## Objective 1:
In the article below on the price, cost, and value of design services, by what factor can long-term operations and maintenance cost dwarf initial capital cost?

## Text provided:
--------------------------------

Illustration: Stuart Miles via
Illustration: Stuart Miles via
May 27, 2014

The price, cost, and value of design services are explored in a recent Design Intelligence article authored by Scott Simpson, a senior fellow of the Design Futures Council.

Value, he explains, represents the difference between “price” (what we agree to pay for specific goods or services) and “cost” (what it takes to produce those same goods or services). 

“Traditionally, the AEC industry has been relatively ineffective in articulating the basic value proposition that is inherent to the construction of buildings,” he writes. 

“By and large, most clients view construction as a sunk cost, not a generator of value,” he continues. “Real estate developers are acutely aware of the income streams that buildings can produce — they figure very prominently in the financial pro formas — but even they still tend to view design and construction as a commodity business, focusing much more on up-front cost than long-term value.”

Yet, Simpson explains, investing in a building is much like investing in a bond in that a client spends money up front to reap the benefit of a long-term income stream. 

“The economy has developed a sophisticated ways of assessing investment values in the bond market, enabling top bond traders on Wall St. to routinely earn millions of dollars each year,” he writes. “However, no such metrics have yet been developed for buildings. In fact, the financial aspects of buildings are judged by two simplistic criteria: how much they cost to construct in the first place and how much they sell for when ownership changes hands.”

Missing from that mindset is what Simpson considers the most important metric of all: long term operations and maintenance (O&M) cost, which can dwarf initial capital cost by a factor of 10:1. 

“Logic would suggest that during the design process, it would make a great deal of sense to pay attention not only to the traditional architectural issues of siting, form, massing and materials selection, but also analysis of long-term O&M costs, since that’s where most of the owner’s dollars will actually go,” he writes. “Educating owners about the true implications of their decision-making during design will go a long way toward changing the essential value propositions for all involved, including architects, engineers and contractors.”

In the piece, Simpson argues it is both feasible and responsible to justify higher professional fees as long as there are corresponding savings to owners of either capital cost or O&M cost. He also thinks architects can create additional value by maximizing allowable zoning square footage or generating higher utilization ratios. 

“This begs the question of whether or not the traditional system of compensation (fixed fees based on a percentage of the projected construction value) makes any sense in the new economy,” he continues. “For example, what would happen if an architect’s compensation was pegged instead to the number of occupants using the building each day”?

--------------------------------

## Objective 2:
List every line of the listing below that contains the string "woman". Case counts.

--------------------------------

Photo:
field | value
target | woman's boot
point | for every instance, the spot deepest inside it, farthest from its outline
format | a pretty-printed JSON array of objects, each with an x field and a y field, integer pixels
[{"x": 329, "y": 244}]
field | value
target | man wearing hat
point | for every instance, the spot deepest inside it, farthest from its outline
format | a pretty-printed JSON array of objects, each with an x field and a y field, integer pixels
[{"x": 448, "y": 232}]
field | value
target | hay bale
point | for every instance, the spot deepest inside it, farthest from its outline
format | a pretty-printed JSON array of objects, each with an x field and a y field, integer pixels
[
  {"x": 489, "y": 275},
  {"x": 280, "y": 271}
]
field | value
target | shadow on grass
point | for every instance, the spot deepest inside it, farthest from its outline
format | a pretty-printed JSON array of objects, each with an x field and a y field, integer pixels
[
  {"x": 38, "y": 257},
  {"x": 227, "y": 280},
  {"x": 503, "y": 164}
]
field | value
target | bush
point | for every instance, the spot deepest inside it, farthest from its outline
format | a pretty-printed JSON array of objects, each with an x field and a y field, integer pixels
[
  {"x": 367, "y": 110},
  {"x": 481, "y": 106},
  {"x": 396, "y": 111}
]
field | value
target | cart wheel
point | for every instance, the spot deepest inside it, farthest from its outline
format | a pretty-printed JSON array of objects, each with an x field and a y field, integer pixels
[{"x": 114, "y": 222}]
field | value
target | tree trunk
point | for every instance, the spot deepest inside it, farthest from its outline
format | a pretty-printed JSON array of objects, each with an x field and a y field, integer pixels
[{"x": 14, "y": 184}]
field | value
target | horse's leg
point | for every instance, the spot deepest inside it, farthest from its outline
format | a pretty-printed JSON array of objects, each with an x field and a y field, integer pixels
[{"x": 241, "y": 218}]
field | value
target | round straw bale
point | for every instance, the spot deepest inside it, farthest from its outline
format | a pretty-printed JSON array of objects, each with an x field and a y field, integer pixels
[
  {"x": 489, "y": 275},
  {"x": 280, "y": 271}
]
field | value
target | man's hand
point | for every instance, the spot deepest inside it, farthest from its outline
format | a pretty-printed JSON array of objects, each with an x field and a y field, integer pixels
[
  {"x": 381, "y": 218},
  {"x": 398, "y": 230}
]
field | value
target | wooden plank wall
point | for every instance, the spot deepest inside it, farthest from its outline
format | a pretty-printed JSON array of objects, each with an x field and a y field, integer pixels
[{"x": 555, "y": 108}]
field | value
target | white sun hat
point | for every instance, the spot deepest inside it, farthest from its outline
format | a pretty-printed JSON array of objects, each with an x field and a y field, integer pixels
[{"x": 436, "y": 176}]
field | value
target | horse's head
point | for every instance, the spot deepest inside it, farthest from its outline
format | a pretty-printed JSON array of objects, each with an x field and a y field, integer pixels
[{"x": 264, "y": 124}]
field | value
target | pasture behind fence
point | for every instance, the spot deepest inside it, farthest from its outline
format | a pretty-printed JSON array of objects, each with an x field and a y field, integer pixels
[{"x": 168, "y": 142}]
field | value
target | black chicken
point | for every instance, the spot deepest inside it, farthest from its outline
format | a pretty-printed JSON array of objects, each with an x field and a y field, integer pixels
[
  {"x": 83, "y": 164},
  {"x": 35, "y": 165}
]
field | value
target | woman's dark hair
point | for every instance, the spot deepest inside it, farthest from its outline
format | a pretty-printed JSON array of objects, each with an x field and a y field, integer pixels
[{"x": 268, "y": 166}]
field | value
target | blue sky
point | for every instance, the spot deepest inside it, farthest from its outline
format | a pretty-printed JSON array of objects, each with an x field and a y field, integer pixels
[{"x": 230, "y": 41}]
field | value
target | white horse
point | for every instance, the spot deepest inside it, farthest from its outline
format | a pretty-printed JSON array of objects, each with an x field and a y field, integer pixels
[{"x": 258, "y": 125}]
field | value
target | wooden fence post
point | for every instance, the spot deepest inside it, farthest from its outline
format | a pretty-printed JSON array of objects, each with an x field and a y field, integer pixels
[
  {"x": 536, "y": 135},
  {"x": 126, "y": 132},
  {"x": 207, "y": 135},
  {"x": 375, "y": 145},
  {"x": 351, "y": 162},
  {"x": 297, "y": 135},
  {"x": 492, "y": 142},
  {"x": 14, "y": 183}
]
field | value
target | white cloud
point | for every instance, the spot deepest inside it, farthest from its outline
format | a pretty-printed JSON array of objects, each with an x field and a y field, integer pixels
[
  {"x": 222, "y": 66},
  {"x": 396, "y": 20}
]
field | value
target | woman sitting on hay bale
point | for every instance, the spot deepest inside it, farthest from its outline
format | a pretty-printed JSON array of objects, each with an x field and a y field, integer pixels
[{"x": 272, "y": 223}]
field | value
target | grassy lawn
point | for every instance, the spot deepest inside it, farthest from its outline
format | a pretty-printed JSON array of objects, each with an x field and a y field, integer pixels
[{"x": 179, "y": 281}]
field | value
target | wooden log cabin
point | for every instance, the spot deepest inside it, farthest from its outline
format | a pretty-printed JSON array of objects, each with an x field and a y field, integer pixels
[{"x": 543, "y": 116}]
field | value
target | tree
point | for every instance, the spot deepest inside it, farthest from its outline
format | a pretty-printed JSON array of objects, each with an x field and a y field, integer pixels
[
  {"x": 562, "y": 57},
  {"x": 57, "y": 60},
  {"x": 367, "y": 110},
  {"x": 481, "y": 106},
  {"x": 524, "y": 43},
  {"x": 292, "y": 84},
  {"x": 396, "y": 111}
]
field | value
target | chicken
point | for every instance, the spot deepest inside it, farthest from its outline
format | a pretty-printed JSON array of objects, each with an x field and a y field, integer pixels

--------------------------------

## Exercise solution 1:
By a factor of 10:1.

## Exercise solution 2:
target | woman's boot
target | woman's dark hair
target | woman sitting on hay bale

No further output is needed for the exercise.